YOUR OBJECTIVE
Carry on the article about declining biodiversity, picking up right after its last sentence.

* Begin TEXT SECTION *

—— Biodiversity is declining worldwide. Climate change and resource exploitation are to blame. This is dangerous for humanity, and there are as yet few effective countermeasures. What can companies do?

Blumenwiese unter blauem Himmel.

The figures presented by the World Biodiversity Council in 2019 were shocking: one million animal and plant species are threatened with extinction around the globe. And not in the next century or two, but within the next decade. The greatest blame lies with humankind. Both global warming and (over)exploitation of resources are threatening to massively reduce biodiversity worldwide.

This poses a huge problem for humanity, because any decrease in the number and variety of different species endangers life and health everywhere. Food, raw materials and clean drinking water will become more difficult to obtain if ecosystems are out of balance. Natural protective systems such as mangrove forests, which protect coastlines from flooding, disappear. Germany’s Nature and Biodiversity Conservation Union (NABU) and the consulting firm BCG compiled a study to calculate how much added value people derive from their surrounding ecosystems. The figure they landed on was 170 to 190 trillion US dollars, about twice as much as total global GDP.

* End TEXT SECTION *
* Begin DATA LINES *

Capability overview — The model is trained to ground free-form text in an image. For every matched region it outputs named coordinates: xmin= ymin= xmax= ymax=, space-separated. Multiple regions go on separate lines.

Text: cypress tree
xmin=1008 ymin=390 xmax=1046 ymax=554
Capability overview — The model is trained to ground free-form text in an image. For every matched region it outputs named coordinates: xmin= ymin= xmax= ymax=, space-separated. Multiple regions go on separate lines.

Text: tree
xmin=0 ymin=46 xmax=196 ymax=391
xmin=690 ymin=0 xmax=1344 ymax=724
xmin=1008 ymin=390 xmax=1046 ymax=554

* End DATA LINES *

EXERCISE OUTPUT
Yet the damage inflicted on biodiversity by the economy isn’t really a major topic. “Society and the big protest movements are focusing instead on the climate,” says Magdalene Trapp, a biodiversity officer at NABU who also contributed to the abovementioned study. One problem is that ecosystems and the changes to them cannot easily be broken down to just a few variables. “For the climate, the 1.5 degrees Celsius target is very clear and can be broken down into individual sectors,” Trapp explains. For biodiversity, even the experts in the field often disagree about what objective criteria could be used to describe its decline.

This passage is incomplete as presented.